Start Text section
José Manuel Kindelán Duany (8 October 1887 – 9 November 1919) was a Spanish referee and footballer who played as a defender for RCD Espanyol and Sociedad Gimnástica.

Playing career
Born in Cádiz, he moved to Madrid as a child, and enventually joined Club Español de Madrid in 1908, helping the club win its first piece of silverware, the 1908–09 Centro Championship, and then reached the 1909 Copa del Rey Final, which they lost 1-3 to Club Ciclista. His great campaign with Español earned him a move to Sociedad Gimnástica in 1909, featuring alongside the likes of José Carruana and Sócrates Quintana. Kindelán once again played an important role in the first piece of silverware of a club, this time contributing to Gimnástica winning the 1909–10 Centro Championship, and again in 1910–11 and 1913–14. In 1912, he helped Gimnástica reach which still remains the only Copa del Rey final in the club's history, which they lost 0–2 to FC Barcelona. Kindelán remained loyal to the club until 1915, when he left for Athletic Madrid, with whom he played for just one year before retiring at the end of the 1915–16 season.
End Text section
Start Supplied entries
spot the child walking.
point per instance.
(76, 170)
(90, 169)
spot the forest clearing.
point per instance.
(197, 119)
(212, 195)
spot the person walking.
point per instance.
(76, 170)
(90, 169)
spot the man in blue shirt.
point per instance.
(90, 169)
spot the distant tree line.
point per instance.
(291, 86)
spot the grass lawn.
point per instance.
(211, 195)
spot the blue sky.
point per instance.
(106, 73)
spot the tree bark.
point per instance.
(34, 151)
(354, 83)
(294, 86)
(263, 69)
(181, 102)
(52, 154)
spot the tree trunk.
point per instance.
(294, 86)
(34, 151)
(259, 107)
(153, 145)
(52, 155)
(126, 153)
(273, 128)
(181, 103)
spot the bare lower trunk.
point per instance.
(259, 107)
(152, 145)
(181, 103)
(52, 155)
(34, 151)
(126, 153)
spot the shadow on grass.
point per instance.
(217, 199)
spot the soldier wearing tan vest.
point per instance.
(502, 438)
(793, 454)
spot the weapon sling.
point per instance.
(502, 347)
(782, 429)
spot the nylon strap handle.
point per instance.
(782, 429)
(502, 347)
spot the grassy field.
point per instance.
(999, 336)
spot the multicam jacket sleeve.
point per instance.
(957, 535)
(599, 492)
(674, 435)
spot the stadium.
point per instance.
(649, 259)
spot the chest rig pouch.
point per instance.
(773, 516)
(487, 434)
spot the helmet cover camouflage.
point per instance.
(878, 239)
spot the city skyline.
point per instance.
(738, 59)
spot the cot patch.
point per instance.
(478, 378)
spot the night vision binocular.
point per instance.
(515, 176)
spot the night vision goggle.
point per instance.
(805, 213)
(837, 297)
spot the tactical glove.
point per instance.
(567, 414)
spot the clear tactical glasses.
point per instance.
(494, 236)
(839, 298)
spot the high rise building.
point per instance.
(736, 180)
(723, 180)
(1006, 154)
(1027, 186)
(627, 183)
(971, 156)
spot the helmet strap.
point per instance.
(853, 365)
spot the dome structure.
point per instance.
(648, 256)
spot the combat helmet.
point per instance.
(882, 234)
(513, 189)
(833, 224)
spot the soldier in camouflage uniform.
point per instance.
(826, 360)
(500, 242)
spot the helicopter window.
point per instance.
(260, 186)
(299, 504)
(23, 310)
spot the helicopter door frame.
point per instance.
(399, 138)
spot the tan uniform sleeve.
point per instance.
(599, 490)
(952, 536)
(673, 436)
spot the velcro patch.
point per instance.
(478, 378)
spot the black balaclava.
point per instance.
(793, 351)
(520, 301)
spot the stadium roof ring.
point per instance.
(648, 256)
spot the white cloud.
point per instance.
End Supplied entries
_What to do_. Reproduce the passage about José Manuel Kindelán word for word, starting with "José Manuel Kindelán" and going on through "and Sociedad Gimnástica.".

_Answer for the task_.
José Manuel Kindelán Duany (8 October 1887 – 9 November 1919) was a Spanish referee and footballer who played as a defender for RCD Espanyol and Sociedad Gimnástica.